start INPUT MATERIAL

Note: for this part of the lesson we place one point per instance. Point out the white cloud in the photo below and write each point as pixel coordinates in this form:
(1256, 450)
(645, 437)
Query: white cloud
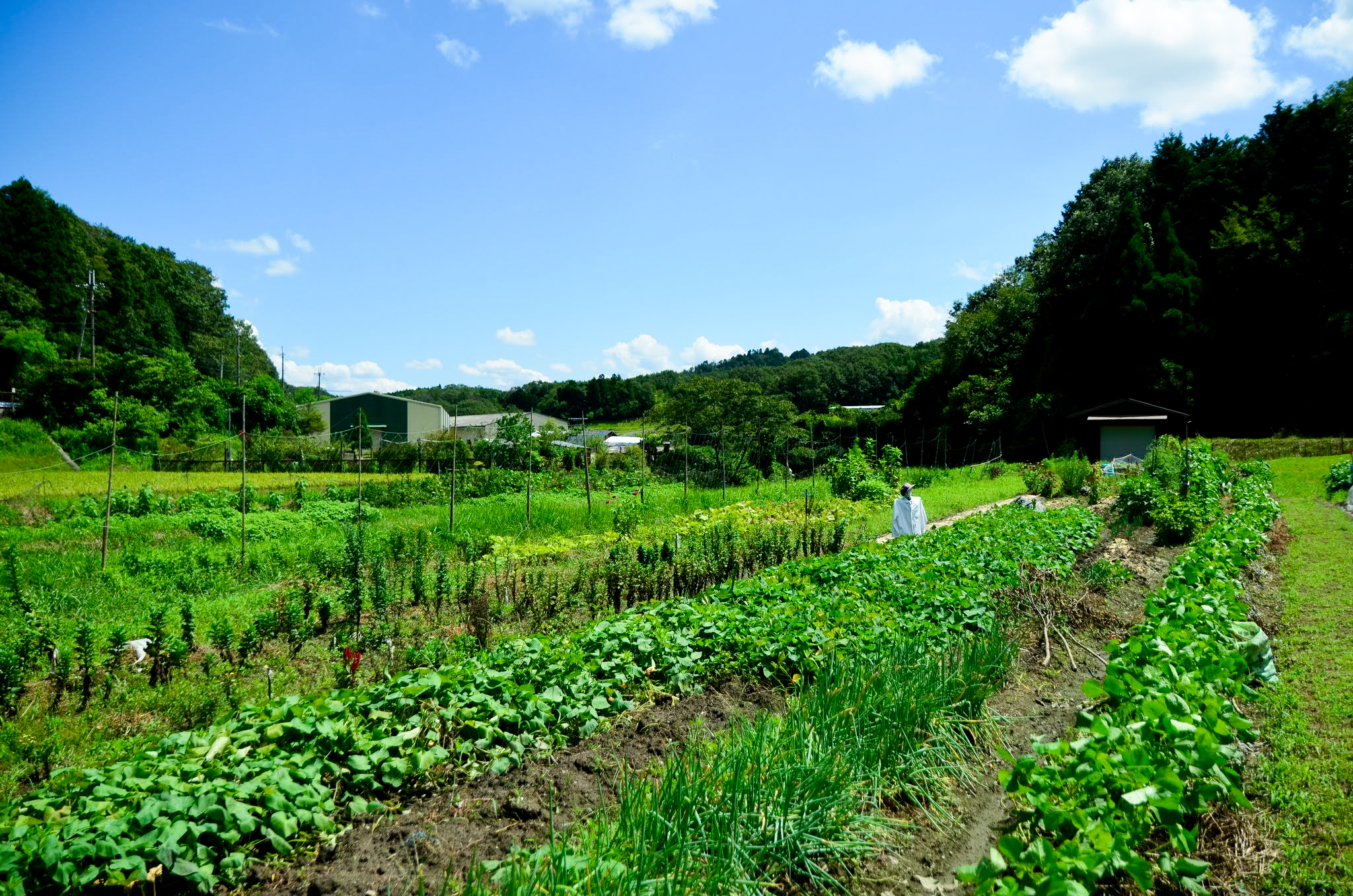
(227, 24)
(262, 245)
(457, 52)
(706, 351)
(651, 23)
(567, 13)
(908, 321)
(1179, 60)
(282, 268)
(641, 355)
(867, 72)
(342, 379)
(502, 372)
(516, 337)
(981, 273)
(1327, 40)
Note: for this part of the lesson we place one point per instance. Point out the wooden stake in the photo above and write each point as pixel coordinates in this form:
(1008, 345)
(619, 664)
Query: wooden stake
(455, 450)
(107, 508)
(586, 464)
(244, 479)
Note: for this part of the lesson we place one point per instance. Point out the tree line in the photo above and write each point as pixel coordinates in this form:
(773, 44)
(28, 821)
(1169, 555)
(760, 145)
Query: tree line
(1211, 277)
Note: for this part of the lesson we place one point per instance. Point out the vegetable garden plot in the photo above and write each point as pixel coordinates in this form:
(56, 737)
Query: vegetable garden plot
(203, 802)
(1163, 743)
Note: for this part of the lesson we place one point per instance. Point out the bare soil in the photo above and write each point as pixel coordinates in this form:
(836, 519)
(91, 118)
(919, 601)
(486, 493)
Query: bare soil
(1038, 702)
(486, 818)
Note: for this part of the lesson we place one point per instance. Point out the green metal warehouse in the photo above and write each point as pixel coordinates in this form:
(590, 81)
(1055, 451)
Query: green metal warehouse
(401, 419)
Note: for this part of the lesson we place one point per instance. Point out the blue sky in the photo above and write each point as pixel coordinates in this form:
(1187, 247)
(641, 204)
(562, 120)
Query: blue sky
(495, 191)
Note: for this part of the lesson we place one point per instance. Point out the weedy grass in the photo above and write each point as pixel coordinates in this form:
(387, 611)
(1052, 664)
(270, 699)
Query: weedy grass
(1309, 769)
(1161, 743)
(780, 798)
(23, 445)
(64, 483)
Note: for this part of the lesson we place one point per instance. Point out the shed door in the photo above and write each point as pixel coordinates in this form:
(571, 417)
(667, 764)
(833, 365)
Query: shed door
(1116, 441)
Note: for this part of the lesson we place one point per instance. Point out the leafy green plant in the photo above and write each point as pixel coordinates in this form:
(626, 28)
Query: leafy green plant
(1161, 743)
(11, 680)
(1180, 522)
(1340, 479)
(1074, 473)
(270, 772)
(86, 653)
(1106, 574)
(1138, 499)
(187, 619)
(221, 634)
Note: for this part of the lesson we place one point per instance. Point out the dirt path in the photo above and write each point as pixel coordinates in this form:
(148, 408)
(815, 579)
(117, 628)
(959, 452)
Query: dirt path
(485, 819)
(1038, 702)
(981, 508)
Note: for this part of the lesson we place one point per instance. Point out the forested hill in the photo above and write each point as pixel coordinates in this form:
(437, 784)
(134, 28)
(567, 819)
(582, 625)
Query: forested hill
(165, 342)
(1213, 277)
(149, 300)
(852, 374)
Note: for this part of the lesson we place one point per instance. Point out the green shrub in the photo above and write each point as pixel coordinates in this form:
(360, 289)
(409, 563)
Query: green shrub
(1180, 522)
(1340, 479)
(1072, 473)
(11, 680)
(1106, 574)
(1164, 463)
(1138, 500)
(854, 477)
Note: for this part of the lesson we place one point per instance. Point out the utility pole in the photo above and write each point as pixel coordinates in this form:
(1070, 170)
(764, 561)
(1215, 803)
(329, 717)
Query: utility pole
(812, 450)
(244, 479)
(455, 450)
(586, 463)
(87, 307)
(94, 325)
(107, 507)
(530, 465)
(361, 421)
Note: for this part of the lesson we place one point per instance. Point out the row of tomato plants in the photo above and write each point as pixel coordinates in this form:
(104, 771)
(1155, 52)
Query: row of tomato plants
(205, 803)
(1159, 746)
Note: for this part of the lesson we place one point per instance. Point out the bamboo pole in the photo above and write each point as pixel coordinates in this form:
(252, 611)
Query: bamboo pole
(244, 479)
(586, 464)
(455, 450)
(107, 507)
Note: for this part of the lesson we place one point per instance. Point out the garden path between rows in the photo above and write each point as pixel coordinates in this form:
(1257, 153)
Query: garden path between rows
(485, 819)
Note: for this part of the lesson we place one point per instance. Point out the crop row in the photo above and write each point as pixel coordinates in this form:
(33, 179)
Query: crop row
(1160, 746)
(203, 802)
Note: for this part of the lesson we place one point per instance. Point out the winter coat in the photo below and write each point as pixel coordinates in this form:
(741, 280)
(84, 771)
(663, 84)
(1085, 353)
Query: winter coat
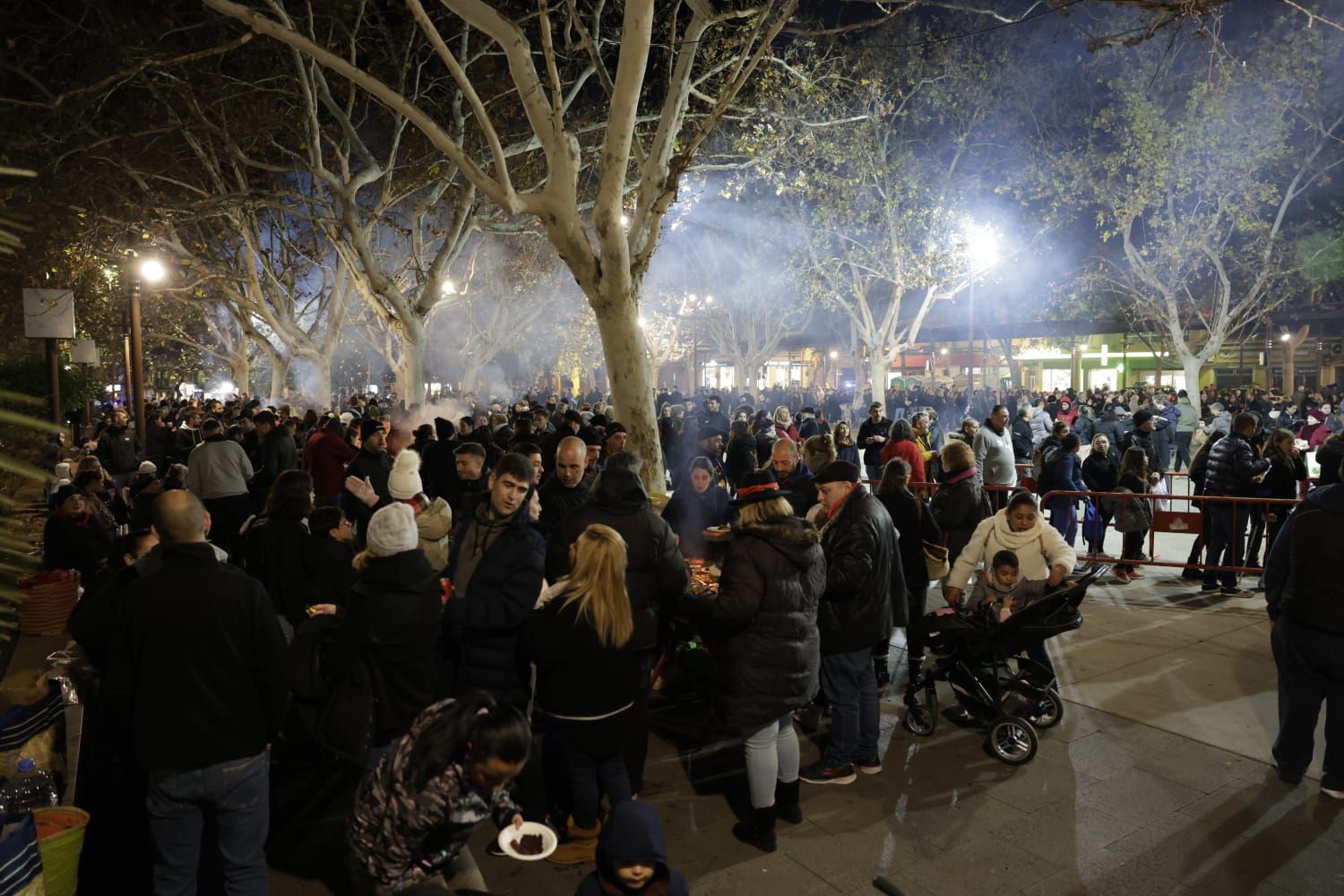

end INPUT MATERIAL

**WHAT YOU ARE ASKED TO DO**. Render all of the material above as a numbered list, one line per item, omitting blank lines and leaving out the pictures.

**SOLUTION**.
1. Note: for this part of the lesson we place one point per instance. Point out the white cloud in the photo below and write each point as pixel coordinates in this form:
2. (1256, 450)
3. (645, 437)
4. Query: white cloud
5. (227, 24)
6. (262, 245)
7. (457, 52)
8. (706, 351)
9. (651, 23)
10. (567, 13)
11. (908, 321)
12. (1179, 60)
13. (282, 268)
14. (641, 355)
15. (867, 72)
16. (342, 379)
17. (502, 372)
18. (516, 337)
19. (981, 273)
20. (1327, 40)
21. Note: for this part of the lesson we place one point per instance. Point out the wooden stake in the photo above and write each point as pixel coordinates in this form:
22. (1008, 345)
23. (619, 664)
24. Query: wooden stake
25. (455, 450)
26. (107, 508)
27. (586, 464)
28. (244, 479)
29. Note: for this part of the lesson we place one point per instance. Point out the tree line in the photo above and write each point as pixel coordinates in this form:
30. (773, 44)
31. (28, 821)
32. (1169, 555)
33. (760, 145)
34. Query: tree line
35. (1211, 277)
36. Note: for this part of the lesson we place one point per instance. Point out the vegetable garden plot in the photo above and write each point as pixel coordinates in this form:
37. (56, 737)
38. Query: vegetable garden plot
39. (203, 802)
40. (1163, 743)
41. Note: for this part of the lesson we place one point per instance. Point out the bare soil in the photo above and write each point as pixel coordinates in this form:
42. (836, 519)
43. (91, 118)
44. (919, 601)
45. (486, 493)
46. Query: bare soil
47. (1038, 702)
48. (486, 818)
49. Note: for this part of the lesson we place one point per instance. Point out the green metal warehouse in the photo above and write each point as pixel coordinates in this form:
50. (590, 81)
51. (1055, 451)
52. Query: green metal warehouse
53. (401, 419)
54. Note: for this part of the lesson we place one point per instance. Point out the blue sky in the photo above and write each point as pixel coordinates in this form:
55. (1187, 247)
56. (641, 204)
57. (562, 120)
58. Query: blue sky
59. (495, 191)
60. Note: for this part of the lesson we place one point per instance. Point out the weedy grass in the photo above and write each point as pixel coordinates in this form:
61. (387, 611)
62. (1052, 664)
63. (270, 699)
64. Query: weedy grass
65. (1309, 769)
66. (1161, 743)
67. (780, 798)
68. (23, 445)
69. (64, 483)
70. Note: for this part of the lesson we place one point per instance. Point out the shed door in the photo above and write each point as pixel coordinates in this form:
71. (571, 417)
72. (667, 764)
73. (833, 365)
74. Query: shed door
75. (1116, 441)
76. Note: for this part of the lesson we place one point per instance. Point out the leafy green plant in the photo above and write each point as pixel coordinates in this form:
77. (626, 28)
78. Query: leafy green plant
79. (1161, 743)
80. (11, 680)
81. (1180, 522)
82. (1340, 479)
83. (1074, 473)
84. (270, 772)
85. (86, 653)
86. (1106, 574)
87. (1138, 499)
88. (187, 619)
89. (221, 634)
90. Note: for this part of the lesson we place one point per instance. Point out the dirt path in the photo above and write each point as pixel coordinates in this form:
91. (148, 408)
92. (815, 579)
93. (117, 628)
94. (959, 452)
95. Query: dirt path
96. (485, 819)
97. (1038, 702)
98. (981, 508)
99. Note: for this part of the lesson we place one point per instance. Point out the forested hill in the photo above and write each point as pixel coordinates in this form:
100. (437, 784)
101. (134, 28)
102. (567, 819)
103. (582, 625)
104. Query: forested hill
105. (165, 342)
106. (1213, 277)
107. (149, 300)
108. (852, 374)
109. Note: for this part of the lesson we place one point per instance. Point out the green shrub in the photo above and write each point as pixel coordinates in this form:
110. (360, 289)
111. (409, 563)
112. Query: green shrub
113. (1180, 522)
114. (1340, 479)
115. (1072, 473)
116. (11, 680)
117. (1106, 574)
118. (1164, 463)
119. (1138, 500)
120. (854, 477)
121. Note: for this part of the lesson we place one point per instance. Point out the utility pole in the photo above and write each point as pixel coordinates in this form:
122. (1070, 170)
123. (764, 561)
124. (1215, 803)
125. (329, 717)
126. Query: utility pole
127. (812, 450)
128. (244, 479)
129. (455, 450)
130. (586, 463)
131. (87, 307)
132. (94, 325)
133. (107, 507)
134. (530, 465)
135. (361, 421)
136. Note: for this part of the lesson we place one point per instance. Point out the row of tomato plants in the photo above and write each point as pixel coordinates in this form:
137. (104, 771)
138. (1155, 52)
139. Query: row of tomato plants
140. (205, 803)
141. (1159, 746)
142. Note: for this part of the lesson we place one point per instance. Point out the bamboo pole in the photo above and write each point as pixel coordinates in this form:
143. (252, 611)
144. Query: bamboo pole
145. (244, 479)
146. (586, 464)
147. (455, 450)
148. (107, 507)
149. Note: for this part of the lesson we place one point per instance. Point out the garden path between rows in the photo above and write each point as pixel coordinates in this form:
150. (1257, 153)
151. Query: garden path between rows
152. (485, 819)
153. Note: for this part of the lesson we place one point per instance. Point out the crop row in the photo above and write each point as pixel coordinates in this form:
154. (33, 179)
155. Query: crop row
156. (1160, 746)
157. (203, 802)
158. Note: for this part of the lesson we place one point per instance. Point out the winter coat in the photo below and write each point as pixel coordinates in this form:
159. (741, 280)
160. (84, 771)
161. (663, 84)
162. (1085, 353)
163. Query: winter coat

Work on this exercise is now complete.